▶ _作業一覧_
[a] 対象の文章にある「入院患者の面会も原則禁止されており、入院治療というもっとも家族のサポートを必要としているときに面会が制限されている。」という一文を英語に訳してください。
[b] コロナ禍とワクチン接種をめぐる対象の文章を、最後の文の後から書き継いでください。

コロナ狂想曲も2年目に突入した。
病院職員は院内では食事以外はマスクの装用が義務づけられており、食事中の会話も禁止されているので、職員同士の会話も極めて少ない状態が1年以上続いている。入院患者の面会も原則禁止されており、入院治療というもっとも家族のサポートを必要としているときに面会が制限されている。さらに看護師をはじめとする医療従事者にとっても、クラスター発生を厳格に防ぐ感染対策が必須となっており、患者だけでなく医療従事者にもストレスフルな毎日となっている。
鬱屈した毎日の生活に一縷の光明を提供してくれるのはワクチン接種が開始されたことだ。これで長いトンネルから抜け出ることができるか、と少なからずの国民が希望を抱いている。しかし非常に高い接種率を示すイスラエル、英国、米国などに比較すると、あちらはマラソンのほぼ30〜35キロ付近に達してゴールが見えてきているのに、日本のワクチン接種はまだスタート地点に立ったばかりだ。
接種予約券が届いたので予約しようとしたら数分で予約が満杯、あるいは電話が通じないので、ネット予約をしようとしてもわからず、役所の担当部署に出かけてそこで担当者にネット予約をしてもらった・・・等々。どこの発展途上国の話だ? DX推進政策、デジタル省、ワクチン担当大臣指名、等々、今では遅々と進まない政策に期待がしぼんでしまい、シラケる話題になってしまっている。
朝、昼のテレビのワイドショウでは「感染症専門家」と称するコメンテーターが毎日のように出演して、「感染爆発」「第4波」「変異ウイルスの怖さ」「医療逼迫」「医療崩壊」・・・などと自粛生活で朝からテレビを見るしかない視聴者の恐怖を煽っている。彼らは専門家とはいうが、普段は一体何をしているのだろうか。まるでテレビタレントのように毎日テレビに顔を出して、それが仕事になっているようだ。視聴者はこのようなタレント専門家?やキャスターの怖い話から情報を得るしかない。外出を制限され家に閉じこもっている高齢者たちは、毎日のようにメディアが煽っている恐怖にさらされており、怖くてたまらない。自分たちの命を守ってくれるのはワクチンしかない!、しかしワクチン「打たない派」、あるいは「待て派」の専門家が、通常5-10年かかるワクチンが1年で接種を始めるのは安全性が担保されてないので慌てて打たなくても良い、あるいは安全性の情報が集まってから打てと、どちらを信じて良いのかワクチン狂想曲になりつつある。

▶ _収集データ_
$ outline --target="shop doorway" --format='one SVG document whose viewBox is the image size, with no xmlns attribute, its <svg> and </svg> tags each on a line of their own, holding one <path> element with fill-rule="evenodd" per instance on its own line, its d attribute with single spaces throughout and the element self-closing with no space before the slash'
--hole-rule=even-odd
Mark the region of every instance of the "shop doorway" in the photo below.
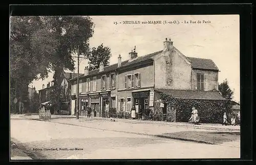
<svg viewBox="0 0 256 165">
<path fill-rule="evenodd" d="M 106 115 L 109 111 L 109 98 L 102 98 L 102 116 L 106 117 Z"/>
<path fill-rule="evenodd" d="M 99 103 L 98 102 L 94 102 L 91 104 L 92 108 L 92 115 L 96 117 L 97 113 L 99 113 Z"/>
<path fill-rule="evenodd" d="M 135 98 L 133 105 L 135 106 L 137 113 L 141 113 L 144 109 L 148 108 L 148 98 Z"/>
</svg>

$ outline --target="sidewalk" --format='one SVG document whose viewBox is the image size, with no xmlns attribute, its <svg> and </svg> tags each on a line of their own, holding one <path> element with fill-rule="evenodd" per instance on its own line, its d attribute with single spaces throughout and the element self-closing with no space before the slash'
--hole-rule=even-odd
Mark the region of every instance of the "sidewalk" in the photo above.
<svg viewBox="0 0 256 165">
<path fill-rule="evenodd" d="M 12 116 L 12 118 L 19 118 L 22 117 L 29 119 L 39 119 L 38 115 L 31 115 L 26 116 L 26 115 L 15 115 Z M 55 121 L 56 119 L 75 119 L 76 116 L 74 115 L 52 115 L 51 120 Z M 82 120 L 81 118 L 80 119 Z M 179 127 L 192 127 L 199 129 L 212 129 L 216 130 L 225 130 L 225 131 L 240 131 L 240 126 L 232 126 L 232 125 L 222 125 L 220 124 L 207 124 L 207 123 L 200 123 L 200 125 L 195 125 L 188 123 L 182 123 L 182 122 L 169 122 L 165 121 L 147 121 L 147 120 L 131 120 L 125 119 L 114 119 L 116 122 L 122 122 L 131 124 L 147 124 L 152 125 L 160 125 L 165 126 L 177 126 Z M 92 117 L 93 120 L 97 121 L 107 121 L 110 122 L 111 119 L 110 118 L 103 118 L 101 117 Z"/>
<path fill-rule="evenodd" d="M 54 117 L 55 117 L 55 116 Z M 41 121 L 38 117 L 34 115 L 23 116 L 20 118 L 22 118 Z M 68 118 L 65 116 L 56 117 L 55 119 L 47 122 L 209 144 L 221 144 L 222 142 L 240 141 L 240 129 L 232 128 L 232 126 L 229 126 L 231 128 L 226 128 L 225 126 L 220 124 L 194 125 L 184 123 L 120 119 L 115 119 L 115 122 L 111 122 L 110 119 L 106 118 L 93 117 L 90 120 L 87 118 L 80 118 L 77 120 L 75 117 Z M 236 147 L 239 147 L 237 146 L 240 142 L 236 144 Z"/>
</svg>

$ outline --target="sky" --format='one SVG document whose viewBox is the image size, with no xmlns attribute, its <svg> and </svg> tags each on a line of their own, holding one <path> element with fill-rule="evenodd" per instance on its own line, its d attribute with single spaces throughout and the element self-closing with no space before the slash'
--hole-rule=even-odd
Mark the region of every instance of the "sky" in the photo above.
<svg viewBox="0 0 256 165">
<path fill-rule="evenodd" d="M 210 59 L 219 68 L 219 83 L 226 78 L 234 90 L 233 100 L 239 102 L 240 29 L 239 15 L 140 15 L 91 16 L 95 23 L 94 33 L 90 46 L 101 43 L 111 48 L 110 64 L 117 62 L 118 54 L 122 61 L 129 59 L 129 52 L 136 46 L 138 56 L 144 56 L 163 49 L 165 38 L 171 38 L 173 44 L 186 57 Z M 148 21 L 161 21 L 159 24 L 142 24 Z M 124 24 L 125 21 L 137 21 L 137 24 Z M 176 23 L 163 23 L 174 21 Z M 189 23 L 190 21 L 196 23 Z M 198 21 L 201 21 L 201 23 Z M 204 22 L 203 23 L 203 21 Z M 179 21 L 179 23 L 177 23 Z M 116 24 L 115 22 L 118 23 Z M 185 22 L 188 23 L 185 23 Z M 205 23 L 207 22 L 207 23 Z M 76 59 L 75 59 L 76 60 Z M 88 61 L 80 63 L 79 73 L 84 73 Z M 77 68 L 77 62 L 75 67 Z M 71 72 L 71 71 L 68 71 Z M 75 73 L 77 73 L 76 69 Z M 36 90 L 53 79 L 53 73 L 42 80 L 30 85 Z"/>
</svg>

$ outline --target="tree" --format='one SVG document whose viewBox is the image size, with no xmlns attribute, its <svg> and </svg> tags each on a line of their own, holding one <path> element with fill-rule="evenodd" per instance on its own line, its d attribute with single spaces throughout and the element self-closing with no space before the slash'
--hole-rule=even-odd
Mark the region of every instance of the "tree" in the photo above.
<svg viewBox="0 0 256 165">
<path fill-rule="evenodd" d="M 234 92 L 229 88 L 227 79 L 219 85 L 219 91 L 223 97 L 230 101 L 233 99 Z"/>
<path fill-rule="evenodd" d="M 225 79 L 222 83 L 219 85 L 219 91 L 221 96 L 226 98 L 228 101 L 226 104 L 225 112 L 227 113 L 227 120 L 230 122 L 231 120 L 231 109 L 232 106 L 232 99 L 233 99 L 233 91 L 229 88 L 227 79 Z"/>
<path fill-rule="evenodd" d="M 107 46 L 103 46 L 103 43 L 98 47 L 93 47 L 91 53 L 87 56 L 89 62 L 89 70 L 96 69 L 99 68 L 99 64 L 102 62 L 104 66 L 108 66 L 109 60 L 111 57 L 111 49 Z"/>
<path fill-rule="evenodd" d="M 85 56 L 90 52 L 89 39 L 94 33 L 91 18 L 15 17 L 11 25 L 11 76 L 24 80 L 21 84 L 28 86 L 33 80 L 44 79 L 53 71 L 54 85 L 59 86 L 54 89 L 56 100 L 59 100 L 61 75 L 64 69 L 74 69 L 72 54 Z"/>
</svg>

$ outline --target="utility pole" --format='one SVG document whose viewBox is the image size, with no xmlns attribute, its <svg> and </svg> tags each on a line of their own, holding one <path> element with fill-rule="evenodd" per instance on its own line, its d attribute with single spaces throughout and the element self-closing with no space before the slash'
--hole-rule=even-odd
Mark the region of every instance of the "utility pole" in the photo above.
<svg viewBox="0 0 256 165">
<path fill-rule="evenodd" d="M 77 52 L 77 84 L 76 85 L 76 98 L 77 101 L 77 109 L 76 109 L 76 119 L 79 119 L 79 47 L 78 46 L 78 50 Z"/>
</svg>

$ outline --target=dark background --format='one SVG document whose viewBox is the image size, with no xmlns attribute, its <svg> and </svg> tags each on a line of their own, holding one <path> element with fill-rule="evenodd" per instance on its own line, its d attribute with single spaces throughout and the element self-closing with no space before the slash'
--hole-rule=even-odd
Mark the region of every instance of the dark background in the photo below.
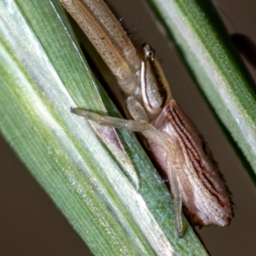
<svg viewBox="0 0 256 256">
<path fill-rule="evenodd" d="M 207 227 L 199 230 L 212 255 L 255 255 L 255 187 L 237 153 L 218 125 L 180 62 L 172 44 L 157 30 L 138 0 L 108 0 L 136 42 L 148 42 L 156 50 L 172 94 L 209 143 L 233 193 L 235 218 L 228 228 Z M 256 42 L 256 1 L 222 0 L 216 3 L 230 32 L 241 32 Z M 227 18 L 229 17 L 229 18 Z M 229 20 L 230 20 L 231 22 Z M 130 31 L 129 31 L 130 32 Z M 255 79 L 255 71 L 251 69 Z M 0 254 L 90 255 L 82 240 L 55 207 L 46 193 L 0 137 Z"/>
</svg>

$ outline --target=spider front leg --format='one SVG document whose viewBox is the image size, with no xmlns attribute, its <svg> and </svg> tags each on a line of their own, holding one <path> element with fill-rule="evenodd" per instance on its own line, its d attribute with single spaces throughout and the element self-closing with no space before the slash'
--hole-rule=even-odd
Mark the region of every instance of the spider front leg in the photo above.
<svg viewBox="0 0 256 256">
<path fill-rule="evenodd" d="M 79 108 L 72 108 L 71 112 L 92 120 L 102 125 L 125 129 L 132 131 L 140 131 L 149 141 L 150 143 L 156 144 L 166 154 L 167 175 L 170 187 L 174 201 L 174 213 L 176 216 L 176 226 L 178 236 L 183 234 L 182 223 L 182 187 L 179 181 L 179 169 L 182 164 L 179 163 L 181 157 L 177 154 L 177 148 L 170 138 L 164 133 L 159 131 L 154 126 L 149 124 L 145 109 L 134 96 L 127 99 L 128 110 L 134 120 L 127 120 L 110 116 L 102 116 L 96 113 L 86 111 Z"/>
</svg>

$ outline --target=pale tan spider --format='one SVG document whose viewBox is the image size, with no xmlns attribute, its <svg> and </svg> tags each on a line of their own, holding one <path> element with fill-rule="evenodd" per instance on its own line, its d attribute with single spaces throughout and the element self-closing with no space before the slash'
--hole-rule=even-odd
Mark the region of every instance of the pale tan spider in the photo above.
<svg viewBox="0 0 256 256">
<path fill-rule="evenodd" d="M 202 136 L 172 98 L 154 51 L 147 44 L 135 49 L 102 0 L 61 2 L 115 76 L 134 120 L 81 108 L 72 112 L 102 125 L 143 133 L 168 177 L 179 236 L 182 204 L 195 224 L 228 225 L 233 215 L 229 190 Z"/>
</svg>

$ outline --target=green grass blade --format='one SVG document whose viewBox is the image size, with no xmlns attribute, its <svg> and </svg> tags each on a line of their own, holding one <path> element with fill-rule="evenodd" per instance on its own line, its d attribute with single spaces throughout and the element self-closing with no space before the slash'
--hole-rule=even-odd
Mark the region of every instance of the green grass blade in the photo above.
<svg viewBox="0 0 256 256">
<path fill-rule="evenodd" d="M 97 255 L 206 255 L 134 134 L 70 107 L 117 113 L 58 1 L 0 3 L 1 132 Z M 119 135 L 119 137 L 118 137 Z"/>
<path fill-rule="evenodd" d="M 210 0 L 148 0 L 218 118 L 256 172 L 254 83 Z"/>
</svg>

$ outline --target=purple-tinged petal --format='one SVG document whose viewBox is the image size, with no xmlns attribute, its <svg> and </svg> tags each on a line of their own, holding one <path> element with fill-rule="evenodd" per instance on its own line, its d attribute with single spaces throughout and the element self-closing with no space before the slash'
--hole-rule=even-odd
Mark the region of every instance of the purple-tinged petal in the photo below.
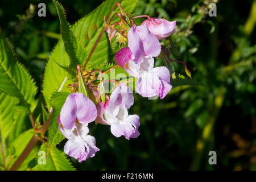
<svg viewBox="0 0 256 182">
<path fill-rule="evenodd" d="M 74 126 L 76 119 L 76 104 L 75 98 L 76 94 L 71 93 L 65 101 L 60 111 L 60 121 L 63 127 L 71 129 Z"/>
<path fill-rule="evenodd" d="M 172 87 L 170 84 L 170 72 L 166 67 L 154 68 L 152 69 L 152 72 L 159 77 L 160 85 L 158 96 L 160 99 L 162 99 L 166 97 Z"/>
<path fill-rule="evenodd" d="M 109 110 L 112 113 L 117 106 L 121 105 L 124 105 L 128 109 L 133 105 L 134 100 L 130 88 L 119 83 L 111 94 Z"/>
<path fill-rule="evenodd" d="M 115 55 L 115 62 L 121 68 L 126 69 L 125 64 L 131 60 L 133 53 L 129 47 L 125 47 L 121 49 Z"/>
<path fill-rule="evenodd" d="M 139 34 L 133 27 L 130 28 L 128 32 L 128 47 L 134 56 L 134 60 L 137 64 L 142 52 L 144 52 L 144 48 Z"/>
<path fill-rule="evenodd" d="M 104 114 L 104 112 L 108 110 L 109 102 L 109 101 L 107 100 L 105 105 L 103 104 L 102 102 L 100 102 L 96 105 L 98 115 L 97 115 L 97 118 L 95 119 L 95 122 L 102 125 L 108 125 L 108 123 L 106 123 L 104 121 L 103 114 Z"/>
<path fill-rule="evenodd" d="M 100 150 L 100 149 L 96 147 L 95 138 L 90 135 L 87 135 L 83 138 L 83 139 L 85 140 L 85 143 L 86 144 L 85 146 L 88 150 L 89 152 L 88 157 L 94 157 L 95 156 L 95 153 Z"/>
<path fill-rule="evenodd" d="M 162 99 L 169 93 L 172 86 L 161 78 L 160 78 L 160 81 L 161 83 L 159 86 L 158 96 L 159 96 L 160 99 Z"/>
<path fill-rule="evenodd" d="M 136 91 L 142 97 L 150 97 L 158 95 L 160 81 L 156 74 L 144 72 L 136 83 Z"/>
<path fill-rule="evenodd" d="M 93 102 L 82 93 L 76 93 L 75 99 L 77 120 L 83 123 L 94 121 L 97 117 L 97 109 Z"/>
<path fill-rule="evenodd" d="M 133 61 L 134 59 L 134 56 L 129 47 L 121 49 L 115 55 L 117 64 L 129 74 L 137 77 L 138 75 L 139 68 Z"/>
<path fill-rule="evenodd" d="M 174 31 L 176 21 L 170 22 L 162 18 L 151 18 L 141 23 L 160 40 L 169 36 Z"/>
<path fill-rule="evenodd" d="M 130 115 L 122 123 L 113 123 L 111 125 L 111 133 L 115 137 L 124 135 L 130 140 L 131 138 L 137 138 L 140 133 L 138 130 L 139 126 L 139 117 L 137 115 Z"/>
<path fill-rule="evenodd" d="M 131 136 L 133 135 L 134 129 L 130 124 L 118 124 L 113 123 L 111 125 L 111 133 L 115 137 L 120 137 L 124 135 L 125 138 L 129 140 Z"/>
<path fill-rule="evenodd" d="M 156 37 L 143 25 L 137 27 L 136 32 L 143 43 L 142 54 L 144 56 L 158 56 L 161 52 L 161 45 Z"/>
<path fill-rule="evenodd" d="M 129 115 L 125 122 L 128 122 L 131 124 L 132 126 L 134 127 L 133 134 L 131 135 L 130 138 L 135 138 L 139 136 L 141 133 L 138 130 L 139 125 L 139 117 L 138 115 Z"/>
<path fill-rule="evenodd" d="M 85 147 L 85 144 L 82 140 L 79 139 L 68 140 L 65 144 L 64 151 L 67 155 L 76 158 L 81 163 L 88 158 L 88 151 Z"/>
<path fill-rule="evenodd" d="M 141 56 L 139 62 L 141 72 L 151 72 L 154 67 L 154 60 L 152 56 Z"/>
<path fill-rule="evenodd" d="M 65 144 L 64 151 L 69 156 L 76 158 L 80 163 L 95 156 L 100 149 L 96 146 L 95 138 L 90 135 L 68 140 Z"/>
</svg>

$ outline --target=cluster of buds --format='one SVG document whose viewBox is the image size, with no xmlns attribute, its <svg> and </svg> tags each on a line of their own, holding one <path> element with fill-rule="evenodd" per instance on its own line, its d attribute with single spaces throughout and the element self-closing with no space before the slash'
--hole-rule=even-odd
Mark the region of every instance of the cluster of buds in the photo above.
<svg viewBox="0 0 256 182">
<path fill-rule="evenodd" d="M 116 6 L 120 13 L 111 16 Z M 120 21 L 111 24 L 115 16 L 119 16 Z M 147 19 L 137 26 L 133 19 L 140 17 Z M 170 73 L 164 66 L 154 68 L 154 57 L 160 57 L 160 53 L 165 53 L 159 40 L 168 38 L 174 32 L 176 21 L 147 15 L 129 18 L 119 3 L 113 6 L 108 19 L 104 16 L 104 31 L 108 33 L 110 43 L 115 37 L 120 45 L 127 44 L 116 53 L 115 59 L 118 65 L 138 78 L 137 93 L 143 97 L 163 98 L 172 88 Z M 100 81 L 96 81 L 97 72 Z M 67 155 L 81 162 L 93 157 L 99 151 L 95 138 L 88 135 L 88 123 L 93 121 L 110 126 L 111 133 L 116 137 L 123 135 L 129 140 L 140 135 L 139 116 L 128 114 L 128 109 L 134 104 L 129 87 L 115 80 L 114 91 L 110 96 L 106 94 L 101 71 L 85 70 L 79 65 L 77 77 L 77 81 L 70 85 L 72 93 L 67 98 L 57 121 L 59 130 L 68 139 L 64 146 Z"/>
</svg>

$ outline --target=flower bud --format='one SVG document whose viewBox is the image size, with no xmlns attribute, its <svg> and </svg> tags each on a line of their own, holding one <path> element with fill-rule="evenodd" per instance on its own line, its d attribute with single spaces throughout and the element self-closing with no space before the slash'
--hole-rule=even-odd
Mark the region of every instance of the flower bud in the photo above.
<svg viewBox="0 0 256 182">
<path fill-rule="evenodd" d="M 146 26 L 149 31 L 160 40 L 167 38 L 174 32 L 176 22 L 170 22 L 163 18 L 151 18 L 142 22 L 141 25 Z"/>
</svg>

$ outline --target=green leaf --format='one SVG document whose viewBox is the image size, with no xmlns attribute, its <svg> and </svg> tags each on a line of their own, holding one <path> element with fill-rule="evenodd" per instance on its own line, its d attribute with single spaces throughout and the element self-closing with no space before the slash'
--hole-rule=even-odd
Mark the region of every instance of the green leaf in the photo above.
<svg viewBox="0 0 256 182">
<path fill-rule="evenodd" d="M 84 63 L 90 53 L 98 35 L 104 28 L 103 16 L 108 16 L 112 6 L 118 1 L 107 0 L 89 15 L 79 20 L 71 27 L 77 42 L 79 42 L 81 47 L 77 47 L 76 56 L 79 60 L 83 60 Z M 126 12 L 131 13 L 134 9 L 138 0 L 125 0 L 122 2 L 122 6 Z M 116 12 L 116 11 L 115 11 Z M 113 13 L 114 13 L 114 12 Z M 104 34 L 100 39 L 94 53 L 93 53 L 86 68 L 98 68 L 100 65 L 106 64 L 110 56 L 111 47 L 108 36 Z M 85 55 L 82 52 L 85 52 Z M 80 53 L 79 53 L 80 52 Z M 67 86 L 73 84 L 75 79 L 71 74 L 61 68 L 59 64 L 65 66 L 70 64 L 70 59 L 65 51 L 63 41 L 60 40 L 53 49 L 46 67 L 43 93 L 48 109 L 50 100 L 53 93 L 58 90 L 62 84 L 64 77 L 68 80 L 64 85 L 63 90 L 69 91 Z M 70 92 L 70 91 L 69 91 Z"/>
<path fill-rule="evenodd" d="M 59 130 L 57 119 L 60 115 L 62 106 L 69 94 L 69 93 L 67 92 L 56 92 L 52 96 L 51 105 L 53 108 L 53 110 L 49 126 L 48 133 L 48 142 L 47 143 L 47 148 L 50 149 L 55 147 L 56 144 L 59 144 L 65 138 Z"/>
<path fill-rule="evenodd" d="M 19 135 L 10 145 L 7 145 L 5 152 L 5 160 L 10 163 L 9 166 L 11 167 L 18 158 L 27 146 L 33 136 L 33 129 L 27 130 Z M 24 166 L 23 166 L 24 167 Z"/>
<path fill-rule="evenodd" d="M 24 67 L 15 59 L 9 42 L 0 33 L 0 90 L 19 98 L 20 105 L 32 111 L 37 88 Z"/>
<path fill-rule="evenodd" d="M 189 77 L 185 77 L 183 75 L 179 75 L 176 77 L 176 80 L 171 79 L 171 85 L 172 87 L 179 86 L 181 85 L 201 85 L 203 86 L 201 84 L 194 79 L 191 79 Z"/>
<path fill-rule="evenodd" d="M 44 144 L 41 146 L 40 151 L 45 151 L 46 154 L 46 164 L 38 164 L 34 171 L 75 171 L 75 168 L 67 159 L 65 153 L 57 148 L 51 150 L 46 152 L 47 147 Z"/>
<path fill-rule="evenodd" d="M 68 53 L 69 59 L 71 60 L 70 66 L 72 68 L 76 68 L 76 65 L 79 64 L 79 60 L 76 57 L 76 53 L 75 50 L 78 49 L 83 51 L 84 49 L 81 47 L 77 48 L 78 46 L 81 46 L 79 44 L 79 42 L 76 41 L 75 35 L 72 31 L 70 29 L 70 26 L 66 20 L 65 13 L 63 6 L 57 1 L 52 0 L 55 7 L 57 9 L 59 18 L 60 22 L 60 33 L 62 39 L 63 40 L 65 50 Z M 78 52 L 84 55 L 83 51 Z M 80 55 L 81 56 L 81 55 Z M 84 57 L 83 57 L 84 58 Z"/>
<path fill-rule="evenodd" d="M 14 108 L 18 102 L 17 98 L 6 95 L 0 90 L 0 135 L 3 138 L 6 138 L 14 127 Z"/>
</svg>

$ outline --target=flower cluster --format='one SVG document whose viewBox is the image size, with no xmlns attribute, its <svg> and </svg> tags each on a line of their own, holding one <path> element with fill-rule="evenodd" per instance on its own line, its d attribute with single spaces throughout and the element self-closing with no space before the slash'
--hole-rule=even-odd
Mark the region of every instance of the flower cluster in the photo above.
<svg viewBox="0 0 256 182">
<path fill-rule="evenodd" d="M 115 56 L 117 64 L 138 78 L 136 91 L 142 96 L 164 98 L 170 91 L 170 74 L 166 67 L 154 68 L 154 57 L 161 52 L 159 40 L 174 31 L 176 22 L 149 18 L 141 25 L 134 25 L 128 31 L 128 47 Z"/>
<path fill-rule="evenodd" d="M 154 68 L 154 57 L 158 56 L 162 51 L 159 40 L 174 32 L 176 22 L 146 16 L 148 19 L 140 26 L 137 26 L 132 19 L 123 19 L 123 16 L 127 16 L 120 4 L 117 5 L 119 6 L 122 15 L 119 13 L 115 15 L 120 17 L 121 22 L 111 25 L 112 18 L 109 21 L 110 16 L 108 20 L 104 18 L 105 30 L 109 34 L 110 43 L 114 36 L 121 44 L 127 43 L 128 47 L 121 48 L 115 55 L 115 61 L 129 75 L 138 78 L 136 91 L 140 95 L 163 98 L 172 88 L 170 73 L 166 67 Z M 120 26 L 120 30 L 115 28 L 117 24 Z M 86 72 L 85 76 L 88 77 L 88 74 L 95 75 L 96 71 L 101 75 L 102 72 L 98 69 L 83 72 Z M 73 93 L 67 98 L 57 119 L 59 130 L 68 139 L 64 146 L 64 152 L 79 162 L 93 157 L 100 150 L 96 146 L 95 138 L 88 135 L 88 123 L 90 122 L 95 121 L 110 126 L 111 133 L 116 137 L 123 135 L 130 140 L 140 135 L 139 116 L 128 114 L 128 109 L 134 104 L 130 89 L 121 82 L 117 84 L 115 80 L 115 88 L 109 96 L 102 89 L 102 75 L 100 82 L 98 83 L 98 91 L 91 87 L 94 84 L 91 80 L 84 84 L 87 77 L 84 77 L 82 73 L 78 66 L 79 83 L 72 85 Z M 84 90 L 83 92 L 81 88 Z M 92 89 L 93 94 L 88 94 L 88 89 Z"/>
</svg>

▶ _回答_
[a] Visits to hospitalized patients are also prohibited in principle, so visits are restricted during inpatient treatment, the time when patients most need the support of their families.

[b]
現在の感染予防率90~95%のワクチンは、接種する機会が廻ってきたらすぐに打つべきだと思う。ただし、自分への感染はある程度予防できるが、他人に感染させないかどうかはまだわかっていない。したがって、ワクチンを打っても手洗い、マスク、3密を避ける、など今までの感染予防は続けなければならない点の理解は重要だ。
このような情報の氾濫が社会を混乱させることを、Information(情報)+Epidemic (流行)=Infodemic(インフォデミック)と呼ばれるようになった。このようなインフォデミックを修正するのは、米国のCDC(Centers for Disease Control and Prevention)疾病予防管理センターのような機関だ。国内外の人々の健康と安全の保護を主導し、健康に関する種々の決定根拠となる信頼できる情報の提供と各種活動の中心的存在となっている。日本でもCDCに相当する機関を創るべきだという意見が多く出されているが、いわゆる「泥縄・・泥棒を捕らえて縄をなう」で、案の定、どの省庁に設置するか省庁間の綱引きがはじまりまとまらない。なんとかしてほしい・・・!
不思議に思うのは、コロナ禍において日本の医療行政を担っている厚労省の影が極めて薄いことだ。感染症対策分科会の尾身会長は頻繁にメディアに登場して意見を言っているが(彼には行政のコロナ対策を決める権限はない!)、厚労省のお役人がまったく出てこない。厚労省の医療系のトップである「医務技監」が行政のコロナ対策の責任を担っているはずなのに、一度も情報発信がなくインフォデミックの修正もしていないのだ。
今年中に全国民にワクチン接種が終了するのだろうか・・・すべては海外の製薬会社からのワクチン提供に頼っている。ワクチンを購入できるかどうかの「チカラ勝負」、すなわち資金力にかかっている。ワクチン接種で世界のトップを走っているイスラエルは通常の2倍の金額で仕入れ、しかもファイザーにおそらく接種後の患者データを提供するという見返りまでして優先的にワクチン供給を受けているようだ。
日本にこのようなチカラ勝負ができるリーダーがいるのだろうか。危機管理はリーダーの力量にかかっているのに・・・と憂いている毎日だ。